**BRANO DA LEGGERE:**
--------
Quali possono essere le potenziali applicazioni di queste ricerche?
CAMP vuole sviluppare un originale protocollo di ricerca per lo studio dei siti archeologici pastorali. Tale protocollo sarà riutilizzabile e potenzialmente esportabile in ogni sito pastorale, indipendentemente dal contesto cronologico o geografico, aprendo la strada a una nuova archeologia del pastoralismo a livello globale. Inoltre, il protocollo sviluppato potrà essere applicato, con aggiustamenti minimi, a siti archeologici appartenenti a gruppi socio-economici diversi (cacciatori-raccoglitori, agricoltori).
Perché è così importante?
--------
**DATI FORNITI:**
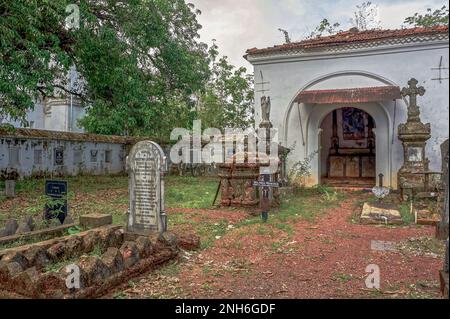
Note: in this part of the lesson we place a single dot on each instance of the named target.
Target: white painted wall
(288, 75)
(28, 165)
--------
**CONSEGNA SCRITTA 1:** Nel brano sul protocollo di CAMP, a quali gruppi socio-economici diversi si potrà applicare il protocollo con aggiustamenti minimi?
**CONSEGNA SCRITTA 2:** Trascrivi dal brano sul protocollo di CAMP il passo che comincia con "Quali possono essere" e prosegue fino a "è così importante?".

**RISPOSTA CORRETTA 1:** Ai cacciatori-raccoglitori e agli agricoltori.

**RISPOSTA CORRETTA 2:**
Quali possono essere le potenziali applicazioni di queste ricerche?
CAMP vuole sviluppare un originale protocollo di ricerca per lo studio dei siti archeologici pastorali. Tale protocollo sarà riutilizzabile e potenzialmente esportabile in ogni sito pastorale, indipendentemente dal contesto cronologico o geografico, aprendo la strada a una nuova archeologia del pastoralismo a livello globale. Inoltre, il protocollo sviluppato potrà essere applicato, con aggiustamenti minimi, a siti archeologici appartenenti a gruppi socio-economici diversi (cacciatori-raccoglitori, agricoltori).
Perché è così importante?